* Exercise details: When you reach the records, transcribe each one exactly.

_____

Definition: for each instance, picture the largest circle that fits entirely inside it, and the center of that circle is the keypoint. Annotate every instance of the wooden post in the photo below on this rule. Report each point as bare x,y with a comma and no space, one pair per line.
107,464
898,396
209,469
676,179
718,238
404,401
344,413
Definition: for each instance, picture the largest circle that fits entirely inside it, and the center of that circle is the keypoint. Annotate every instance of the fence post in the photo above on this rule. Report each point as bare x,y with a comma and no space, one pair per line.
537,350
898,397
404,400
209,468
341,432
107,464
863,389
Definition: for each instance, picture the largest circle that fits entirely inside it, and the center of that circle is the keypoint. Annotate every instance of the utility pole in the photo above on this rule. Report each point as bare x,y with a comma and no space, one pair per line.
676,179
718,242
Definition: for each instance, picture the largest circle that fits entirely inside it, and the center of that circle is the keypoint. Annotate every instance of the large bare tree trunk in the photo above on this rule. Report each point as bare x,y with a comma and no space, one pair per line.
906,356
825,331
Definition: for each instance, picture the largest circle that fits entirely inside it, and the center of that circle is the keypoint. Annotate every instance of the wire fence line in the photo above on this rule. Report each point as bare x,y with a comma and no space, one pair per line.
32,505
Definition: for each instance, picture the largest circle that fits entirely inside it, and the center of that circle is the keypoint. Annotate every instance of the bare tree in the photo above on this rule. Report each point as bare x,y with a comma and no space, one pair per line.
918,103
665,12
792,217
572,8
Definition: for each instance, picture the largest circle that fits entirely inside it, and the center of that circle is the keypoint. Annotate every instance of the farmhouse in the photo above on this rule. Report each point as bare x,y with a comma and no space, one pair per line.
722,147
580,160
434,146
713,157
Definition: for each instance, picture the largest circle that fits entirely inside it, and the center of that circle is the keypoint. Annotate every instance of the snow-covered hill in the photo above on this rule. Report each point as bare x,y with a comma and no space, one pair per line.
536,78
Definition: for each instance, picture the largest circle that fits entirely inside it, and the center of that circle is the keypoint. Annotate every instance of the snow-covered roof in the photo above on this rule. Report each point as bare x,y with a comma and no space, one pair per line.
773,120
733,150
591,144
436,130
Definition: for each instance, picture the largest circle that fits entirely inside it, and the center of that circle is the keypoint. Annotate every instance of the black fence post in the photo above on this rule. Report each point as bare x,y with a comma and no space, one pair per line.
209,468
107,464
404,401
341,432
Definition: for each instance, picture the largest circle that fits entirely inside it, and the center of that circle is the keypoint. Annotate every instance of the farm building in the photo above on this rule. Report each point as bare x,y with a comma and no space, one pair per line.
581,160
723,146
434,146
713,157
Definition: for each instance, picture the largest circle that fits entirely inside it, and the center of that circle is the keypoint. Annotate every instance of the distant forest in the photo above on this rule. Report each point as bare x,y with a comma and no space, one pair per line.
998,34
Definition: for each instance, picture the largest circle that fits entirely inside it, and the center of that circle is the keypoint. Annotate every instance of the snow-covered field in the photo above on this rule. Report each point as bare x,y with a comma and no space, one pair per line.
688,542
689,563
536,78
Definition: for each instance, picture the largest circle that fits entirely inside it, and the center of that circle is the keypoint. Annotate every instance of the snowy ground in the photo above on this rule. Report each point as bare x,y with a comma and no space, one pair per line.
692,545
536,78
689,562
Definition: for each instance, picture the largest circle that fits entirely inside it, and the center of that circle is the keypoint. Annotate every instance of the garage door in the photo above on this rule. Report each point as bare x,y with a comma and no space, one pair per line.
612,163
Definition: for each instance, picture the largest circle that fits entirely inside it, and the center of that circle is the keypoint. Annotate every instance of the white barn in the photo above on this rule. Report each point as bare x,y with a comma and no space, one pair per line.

_____

* Response box:
Definition: for each instance, picture the largest circle that fits entirely inside it, and the center of that circle is the keypoint. Annotate every instance of the wooden post in the photo below on this rule. Report each point as bare x,y with a comma and no space, one pair per line.
107,464
898,396
209,469
676,179
718,238
404,401
344,413
Definition: for each instance, picture the largest circle that fits entirely inside it, and the center of that circle is the keypoint. Annotate every instance of the fence post in the photo above on this rule. Report each point as bare x,y with a comma and no space, one pair per line.
537,350
898,397
404,400
209,468
341,432
107,464
863,389
Definition: for each instance, picture the largest circle that fits entirely inside it, and the center of that circle is the keypoint. Annotate every instance of the utility pole in the photo above on this rule. Report each point as bare x,y with a comma and no space, one pair per line.
676,179
718,242
Definition: for each instance, picture the largest circle that fits entirely inside it, and the center of that circle is the keypoint. Annotate every instance of the large bare tree trunk in the photo above on this rule. Report each point as bare x,y with a comma and no space, one pair per line.
906,356
825,331
Definition: for each instance, picture the largest circle that fits entirely inside it, and the center of that circle is the keypoint. Annotate every instance of the wire fence line in the photo above on this rule. Report each point as bare x,y with a comma and no space, one pair per line.
32,505
Definition: for each instance, picture the largest circle that fits entirely inside it, and the center of that circle is the keypoint. Annotate every instance of the bare tree in the photo above on this rule. Report each point as bare x,y with a comma and no space, one pair per line.
918,103
665,12
792,217
572,8
Definition: for each instance, picture the largest circle that fits entirely inside it, and the center of that circle is the keypoint. Annotate every instance of the farmhouse in the photo above on this rule. Report each point as bare x,y with a comma and no space, one pair per line.
722,147
580,160
434,146
713,157
Definition: for each instance, picture the largest circle that fits entirely inside it, and the center of that circle is the keypoint. Annotate every instance of the snow-covered hill in the photo above on this rule. Report each point as bare x,y with a comma and no space, one pair per line.
536,78
Definition: for each instance, picture the largest circle that fits entirely inside it, and the center of that circle is the keypoint. Annotate every instance of the snow-covered roof in the photo above on this rule. Report each point as bare x,y with a comma and no space, one pair per line.
773,120
733,150
591,144
436,130
Definition: for each instance, picture the largest circle that fits entirely inside it, and the center of that circle is the keypoint. Annotate every instance of the black fence post in the photo above on this rule. Report each point as bare x,y with a comma and no space, one pair per line.
209,468
107,464
404,401
341,432
Definition: for each instance, picture the largest circle that fits entirely inside it, and the center of that circle is the keypoint. Annotate every instance of the farm building in the photo above on this rule. Report each point as bare x,y with a comma and no space, one pair per line.
581,160
723,146
434,146
713,157
Definition: for each instance, picture the largest circle that fits entirely inside it, and the center of that circle is the keypoint. Annotate every instance of the distant forest in the photo above on this rule. Report each point as bare x,y with a comma and no space, one pair per line.
998,34
Definition: for each instance, picture the largest circle that fits entirely inside it, and the center of that circle is the keypoint. Annotate every instance of the snow-covered field in the photo above on this rule. Report each point as bare x,y with a comma and no space, one pair per line.
688,542
689,563
536,78
Definition: for each instance, picture the largest circle that fits entirely inside it, and the center of that circle is the keypoint. Annotate every instance of the snowy ground in the photo above on this rule. Report each point as bare x,y with a comma and no space, one pair per line.
692,545
536,78
689,562
Definition: for each instance, picture the largest circle that fits entirely inside it, and the center of that circle is the keypoint. Annotate every instance of the garage door in the photo above on this rule. Report each point as bare x,y with a comma and no space, one pair per line.
612,163
Definition: for each instance, picture the largest circle that fits entirely inside it, and the center of that circle is the keypoint. Annotate every instance of the white barn in the photo above on this rule. Report each point as bare x,y with a comma and no space, one pair per line.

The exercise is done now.